**SOURCE EXTRACT:**
Nigeria study finds drug storage gaps in veterinary clinics
Bottom line
A cross-sectional study of 23 veterinary clinics in Nigeria’s Federal Capital Territory found widespread gaps in drug storage temperature compliance, with 60.9% of clinics lacking temperature monitoring devices and average storage temperatures running above recommended maximums. The study suggests that routine storage conditions in these clinics may put medicine quality, potency, and treatment effectiveness at risk, especially for heat-sensitive products. The findings land against a broader Nigerian regulatory backdrop that increasingly emphasizes documented temperature monitoring and calibrated equipment across pharmaceutical storage and distribution. (nafdac.gov.ng)
Why it matters: For veterinary professionals, this is a clinic operations and patient safety issue, not just a facilities problem. If ambient storage areas routinely exceed labeled limits, products may degrade before expiry, creating a hidden cause of treatment failure, inconsistent response, or wasted inventory. That matters in any practice, but especially in hot climates and settings with unreliable power, where refrigerators, cold-chain products, backup systems, and excursion records can make the difference between usable stock and compromised medicine. (link.springer.com)

**ASSIGNED TASK:**
Quote the entire article on drug storage in Nigerian veterinary clinics verbatim, from its headline to its final sentence. The listing is separate material, unrelated to the article.

**COLLECTED DATA:**
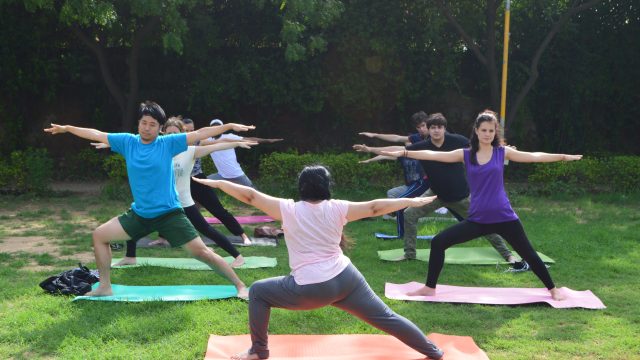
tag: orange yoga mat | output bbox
[205,333,489,360]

**SOLUTION TO THE EXERCISE:**
Nigeria study finds drug storage gaps in veterinary clinics
Bottom line
A cross-sectional study of 23 veterinary clinics in Nigeria’s Federal Capital Territory found widespread gaps in drug storage temperature compliance, with 60.9% of clinics lacking temperature monitoring devices and average storage temperatures running above recommended maximums. The study suggests that routine storage conditions in these clinics may put medicine quality, potency, and treatment effectiveness at risk, especially for heat-sensitive products. The findings land against a broader Nigerian regulatory backdrop that increasingly emphasizes documented temperature monitoring and calibrated equipment across pharmaceutical storage and distribution. (nafdac.gov.ng)
Why it matters: For veterinary professionals, this is a clinic operations and patient safety issue, not just a facilities problem. If ambient storage areas routinely exceed labeled limits, products may degrade before expiry, creating a hidden cause of treatment failure, inconsistent response, or wasted inventory. That matters in any practice, but especially in hot climates and settings with unreliable power, where refrigerators, cold-chain products, backup systems, and excursion records can make the difference between usable stock and compromised medicine. (link.springer.com)